══ LISTED RECORDS
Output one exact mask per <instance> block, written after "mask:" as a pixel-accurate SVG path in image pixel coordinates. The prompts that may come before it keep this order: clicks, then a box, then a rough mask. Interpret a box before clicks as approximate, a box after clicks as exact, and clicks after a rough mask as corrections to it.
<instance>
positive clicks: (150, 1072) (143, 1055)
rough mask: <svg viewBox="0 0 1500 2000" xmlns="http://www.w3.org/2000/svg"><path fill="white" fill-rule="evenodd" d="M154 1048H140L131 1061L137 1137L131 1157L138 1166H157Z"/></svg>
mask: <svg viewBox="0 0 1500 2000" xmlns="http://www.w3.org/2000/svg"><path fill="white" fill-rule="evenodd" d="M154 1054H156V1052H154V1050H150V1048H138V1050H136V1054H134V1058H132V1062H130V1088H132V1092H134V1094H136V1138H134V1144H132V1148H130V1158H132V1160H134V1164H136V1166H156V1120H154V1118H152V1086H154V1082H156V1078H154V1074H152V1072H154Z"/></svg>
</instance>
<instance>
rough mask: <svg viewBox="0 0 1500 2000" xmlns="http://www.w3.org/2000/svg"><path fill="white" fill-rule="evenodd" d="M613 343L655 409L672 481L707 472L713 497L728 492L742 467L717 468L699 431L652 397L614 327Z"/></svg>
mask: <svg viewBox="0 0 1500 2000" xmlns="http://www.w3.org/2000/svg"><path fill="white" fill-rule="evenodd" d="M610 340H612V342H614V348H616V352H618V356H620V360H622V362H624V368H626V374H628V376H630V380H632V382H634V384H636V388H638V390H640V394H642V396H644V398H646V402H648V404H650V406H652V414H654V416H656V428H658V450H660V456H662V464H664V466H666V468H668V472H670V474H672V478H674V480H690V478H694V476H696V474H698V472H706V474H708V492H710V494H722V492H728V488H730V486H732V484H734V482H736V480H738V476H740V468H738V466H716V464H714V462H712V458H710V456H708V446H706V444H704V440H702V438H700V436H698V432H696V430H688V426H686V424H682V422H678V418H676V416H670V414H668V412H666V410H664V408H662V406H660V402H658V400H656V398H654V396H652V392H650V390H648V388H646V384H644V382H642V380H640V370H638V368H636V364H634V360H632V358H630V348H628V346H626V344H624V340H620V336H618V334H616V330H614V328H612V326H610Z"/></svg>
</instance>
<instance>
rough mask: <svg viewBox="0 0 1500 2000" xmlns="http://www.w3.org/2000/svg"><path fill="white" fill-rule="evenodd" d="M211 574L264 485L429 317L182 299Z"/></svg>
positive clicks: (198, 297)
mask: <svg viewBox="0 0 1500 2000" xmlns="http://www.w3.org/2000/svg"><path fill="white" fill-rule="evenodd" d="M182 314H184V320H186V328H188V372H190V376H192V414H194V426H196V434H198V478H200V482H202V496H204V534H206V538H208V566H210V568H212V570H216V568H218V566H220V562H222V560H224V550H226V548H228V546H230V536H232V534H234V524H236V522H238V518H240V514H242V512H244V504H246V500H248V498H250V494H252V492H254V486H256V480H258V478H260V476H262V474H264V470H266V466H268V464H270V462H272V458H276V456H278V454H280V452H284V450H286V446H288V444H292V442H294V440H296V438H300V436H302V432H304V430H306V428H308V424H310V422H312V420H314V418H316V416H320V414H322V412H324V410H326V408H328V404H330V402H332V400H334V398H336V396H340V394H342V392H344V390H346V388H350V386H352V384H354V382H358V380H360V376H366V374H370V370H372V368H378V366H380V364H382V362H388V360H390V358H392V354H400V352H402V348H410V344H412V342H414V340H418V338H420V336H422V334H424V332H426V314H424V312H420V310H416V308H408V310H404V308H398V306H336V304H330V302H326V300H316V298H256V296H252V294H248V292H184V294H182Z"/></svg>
════
### BRIEF
Copy out all the entries shown above, character for character.

### RESULT
Output one exact mask per <instance> block, written after "mask:" as a pixel-accurate SVG path in image pixel coordinates. The prompts that may come before it keep this order: clicks, then a box, then a rough mask. Interpret a box before clicks as approximate, a box after clicks as exact, and clicks after a rough mask as corrections to it.
<instance>
positive clicks: (150, 1072) (143, 1055)
rough mask: <svg viewBox="0 0 1500 2000" xmlns="http://www.w3.org/2000/svg"><path fill="white" fill-rule="evenodd" d="M154 1048H140L131 1061L137 1137L131 1157L138 1166H157Z"/></svg>
mask: <svg viewBox="0 0 1500 2000" xmlns="http://www.w3.org/2000/svg"><path fill="white" fill-rule="evenodd" d="M154 1054H156V1052H154V1050H150V1048H138V1050H136V1054H134V1058H132V1062H130V1088H132V1092H134V1094H136V1138H134V1144H132V1148H130V1158H132V1160H134V1164H136V1166H156V1120H154V1118H152V1086H154V1082H156V1078H154V1074H152V1072H154Z"/></svg>
</instance>
<instance>
rough mask: <svg viewBox="0 0 1500 2000" xmlns="http://www.w3.org/2000/svg"><path fill="white" fill-rule="evenodd" d="M613 343L655 409L672 481L707 472L713 497L728 492L742 467L717 468L699 431L652 397L614 327Z"/></svg>
mask: <svg viewBox="0 0 1500 2000" xmlns="http://www.w3.org/2000/svg"><path fill="white" fill-rule="evenodd" d="M610 340H612V342H614V348H616V352H618V356H620V360H622V362H624V368H626V374H628V376H630V380H632V382H634V384H636V388H638V390H640V394H642V396H644V398H646V402H648V404H650V406H652V414H654V416H656V428H658V450H660V456H662V464H664V466H666V468H668V472H670V474H672V478H674V480H690V478H694V476H696V474H698V472H706V474H708V492H710V494H722V492H728V488H730V486H732V484H734V482H736V480H738V476H740V468H738V466H716V464H714V462H712V458H710V456H708V446H706V444H704V440H702V438H700V436H698V432H696V430H688V426H686V424H682V422H678V418H676V416H670V414H668V412H666V410H664V408H662V406H660V402H658V400H656V398H654V396H652V392H650V390H648V388H646V384H644V382H642V380H640V370H638V368H636V364H634V360H632V358H630V348H628V346H626V344H624V340H620V336H618V334H616V330H614V328H612V326H610Z"/></svg>
</instance>
<instance>
rough mask: <svg viewBox="0 0 1500 2000" xmlns="http://www.w3.org/2000/svg"><path fill="white" fill-rule="evenodd" d="M211 574L264 485L429 317L182 299Z"/></svg>
positive clicks: (198, 297)
mask: <svg viewBox="0 0 1500 2000" xmlns="http://www.w3.org/2000/svg"><path fill="white" fill-rule="evenodd" d="M182 314H184V320H186V328H188V372H190V376H192V414H194V426H196V434H198V478H200V482H202V496H204V534H206V538H208V566H210V568H212V570H216V568H218V566H220V562H222V560H224V550H226V548H228V546H230V536H232V534H234V524H236V522H238V518H240V514H242V512H244V504H246V500H248V498H250V494H252V492H254V486H256V480H258V478H260V476H262V474H264V470H266V466H268V464H270V462H272V458H276V456H278V454H280V452H284V450H286V446H288V444H292V442H294V440H296V438H300V436H302V432H304V430H306V428H308V424H310V422H312V420H314V418H316V416H320V414H322V412H324V410H326V408H328V404H330V402H332V400H334V398H336V396H340V394H342V392H344V390H346V388H350V386H352V384H354V382H358V380H360V376H366V374H370V370H372V368H378V366H380V364H382V362H388V360H390V358H392V354H400V352H402V348H410V344H412V342H414V340H418V338H420V336H422V334H424V332H426V314H424V312H420V310H416V308H408V310H404V308H398V306H336V304H330V302H326V300H316V298H256V296H252V294H248V292H184V294H182Z"/></svg>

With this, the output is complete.